> Text for analysis
+ + + +
A buyer's decision guide — what each approach costs you, what it's best for, and an honest "when not to use us."
Fixed automation repeats one hard-coded protocol fast but can't change. Flexible automation can be reconfigured for several workflows but still needs programming and integration work. Plain-language (physical-AI) automation runs protocols you describe in natural language on your existing instruments. Choose fixed for one ultra-high-volume assay, flexible for a few stable workflows with engineering support, and plain-language for a changing, high-mix bench.
| Fixed | Flexible | Plain-language | |
|---|---|---|---|
| How you set it up | Hard-coded for one protocol | Scripted / reconfigured per workflow | Describe the protocol in natural language |
| Cost to change | Very high (re-engineer) | Moderate (reprogram + re-integrate) | Low (re-describe) |
| Who runs it | Automation engineer | Trained operator / engineer | Any scientist |
| Throughput | Highest for its one task | High | High, across a changing mix |
| Works with existing instruments | Usually purpose-built | Sometimes | Designed to |
| Best for | One unchanging, huge-volume assay | A few stable workflows + engineering support | A high-mix bench that changes often |
If you run a single assay at industrial volume and it will not change for years — think a dedicated production or screening line — fixed automation's raw speed and reliability are hard to beat, and the rigidity doesn't matter because nothing changes.
+ + + +
Stored dataset lines:
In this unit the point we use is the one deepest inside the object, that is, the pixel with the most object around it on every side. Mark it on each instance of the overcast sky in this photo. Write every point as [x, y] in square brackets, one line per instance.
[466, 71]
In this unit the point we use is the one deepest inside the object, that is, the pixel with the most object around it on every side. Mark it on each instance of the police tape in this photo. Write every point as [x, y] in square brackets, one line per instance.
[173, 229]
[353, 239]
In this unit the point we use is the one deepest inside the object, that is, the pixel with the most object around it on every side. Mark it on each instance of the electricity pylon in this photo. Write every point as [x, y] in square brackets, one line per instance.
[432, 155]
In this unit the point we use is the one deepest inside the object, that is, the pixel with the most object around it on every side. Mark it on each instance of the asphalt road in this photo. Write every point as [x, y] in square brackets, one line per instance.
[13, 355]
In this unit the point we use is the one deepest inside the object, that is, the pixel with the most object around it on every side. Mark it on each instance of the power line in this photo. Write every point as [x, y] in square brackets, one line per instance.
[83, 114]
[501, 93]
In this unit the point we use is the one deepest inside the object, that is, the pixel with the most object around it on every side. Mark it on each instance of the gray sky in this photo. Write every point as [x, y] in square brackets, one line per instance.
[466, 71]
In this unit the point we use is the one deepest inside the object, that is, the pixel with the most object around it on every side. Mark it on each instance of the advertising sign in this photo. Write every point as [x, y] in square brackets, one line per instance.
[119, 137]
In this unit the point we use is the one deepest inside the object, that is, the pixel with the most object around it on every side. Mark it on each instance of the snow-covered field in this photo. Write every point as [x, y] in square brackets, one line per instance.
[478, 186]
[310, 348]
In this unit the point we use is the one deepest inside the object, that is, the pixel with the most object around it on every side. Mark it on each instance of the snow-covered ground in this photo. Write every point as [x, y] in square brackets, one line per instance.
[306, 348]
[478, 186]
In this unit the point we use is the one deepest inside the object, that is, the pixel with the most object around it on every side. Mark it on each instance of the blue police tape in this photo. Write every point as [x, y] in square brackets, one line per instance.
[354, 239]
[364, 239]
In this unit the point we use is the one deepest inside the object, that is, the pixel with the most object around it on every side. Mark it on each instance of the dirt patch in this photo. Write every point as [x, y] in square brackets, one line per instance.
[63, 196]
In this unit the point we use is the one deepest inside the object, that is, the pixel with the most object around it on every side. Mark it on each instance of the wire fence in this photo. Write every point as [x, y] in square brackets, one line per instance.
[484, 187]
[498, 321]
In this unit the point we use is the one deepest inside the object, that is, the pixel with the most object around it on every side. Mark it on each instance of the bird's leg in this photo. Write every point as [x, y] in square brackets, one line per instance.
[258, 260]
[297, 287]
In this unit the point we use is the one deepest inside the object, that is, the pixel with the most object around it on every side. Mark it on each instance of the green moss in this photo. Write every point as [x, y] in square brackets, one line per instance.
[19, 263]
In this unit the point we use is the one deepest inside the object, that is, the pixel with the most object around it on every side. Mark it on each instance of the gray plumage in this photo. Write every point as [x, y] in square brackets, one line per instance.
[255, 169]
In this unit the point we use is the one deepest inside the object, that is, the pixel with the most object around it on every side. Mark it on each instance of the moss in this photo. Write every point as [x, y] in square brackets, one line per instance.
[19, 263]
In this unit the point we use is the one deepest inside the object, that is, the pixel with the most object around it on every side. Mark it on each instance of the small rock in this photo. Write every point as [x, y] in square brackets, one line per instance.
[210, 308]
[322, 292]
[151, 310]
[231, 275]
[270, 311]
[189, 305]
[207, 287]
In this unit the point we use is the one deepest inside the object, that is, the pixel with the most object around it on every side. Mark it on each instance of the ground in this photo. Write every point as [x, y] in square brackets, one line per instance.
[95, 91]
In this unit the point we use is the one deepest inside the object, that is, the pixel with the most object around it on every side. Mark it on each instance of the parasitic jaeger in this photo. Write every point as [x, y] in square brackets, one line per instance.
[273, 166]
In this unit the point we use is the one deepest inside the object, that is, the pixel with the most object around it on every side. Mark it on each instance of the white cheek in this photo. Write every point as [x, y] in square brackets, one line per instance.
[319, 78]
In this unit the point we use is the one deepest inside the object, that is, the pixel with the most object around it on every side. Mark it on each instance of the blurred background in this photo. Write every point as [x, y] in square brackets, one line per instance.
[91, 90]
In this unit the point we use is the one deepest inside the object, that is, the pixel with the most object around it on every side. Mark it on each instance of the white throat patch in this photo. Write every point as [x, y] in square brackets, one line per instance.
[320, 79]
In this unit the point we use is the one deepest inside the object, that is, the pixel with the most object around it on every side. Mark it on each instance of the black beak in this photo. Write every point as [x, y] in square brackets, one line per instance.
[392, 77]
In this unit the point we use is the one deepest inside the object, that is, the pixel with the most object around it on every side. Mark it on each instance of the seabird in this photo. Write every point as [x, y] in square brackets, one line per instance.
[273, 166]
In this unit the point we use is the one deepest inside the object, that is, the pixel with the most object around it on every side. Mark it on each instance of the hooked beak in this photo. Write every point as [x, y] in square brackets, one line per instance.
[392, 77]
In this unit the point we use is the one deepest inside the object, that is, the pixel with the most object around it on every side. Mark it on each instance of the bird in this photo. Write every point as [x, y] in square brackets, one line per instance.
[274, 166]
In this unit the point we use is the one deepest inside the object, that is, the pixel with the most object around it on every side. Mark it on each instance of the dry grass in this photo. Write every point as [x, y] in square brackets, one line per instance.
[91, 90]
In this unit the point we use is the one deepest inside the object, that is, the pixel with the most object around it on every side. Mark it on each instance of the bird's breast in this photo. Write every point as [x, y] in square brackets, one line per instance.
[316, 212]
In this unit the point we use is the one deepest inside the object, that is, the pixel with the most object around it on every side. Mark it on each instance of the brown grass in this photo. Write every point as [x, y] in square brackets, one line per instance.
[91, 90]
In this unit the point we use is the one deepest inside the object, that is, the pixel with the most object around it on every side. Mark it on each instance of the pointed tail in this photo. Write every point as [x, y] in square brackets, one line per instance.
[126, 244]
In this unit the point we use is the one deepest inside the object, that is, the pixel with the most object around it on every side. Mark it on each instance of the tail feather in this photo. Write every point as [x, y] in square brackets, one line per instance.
+ + + +
> Apply what you read
**A)** In the automation guide, who runs plain-language automation?
**B)** Copy everything in the automation guide from "Fixed automation repeats" down to "changing, high-mix bench.", and switch "integration work" to "setup work".
The stored dataset lines are separate material and are not part of the automation guide.

> Answers for this exercise
**A)** Any scientist.

**B)**
Fixed automation repeats one hard-coded protocol fast but can't change. Flexible automation can be reconfigured for several workflows but still needs programming and setup work. Plain-language (physical-AI) automation runs protocols you describe in natural language on your existing instruments. Choose fixed for one ultra-high-volume assay, flexible for a few stable workflows with engineering support, and plain-language for a changing, high-mix bench.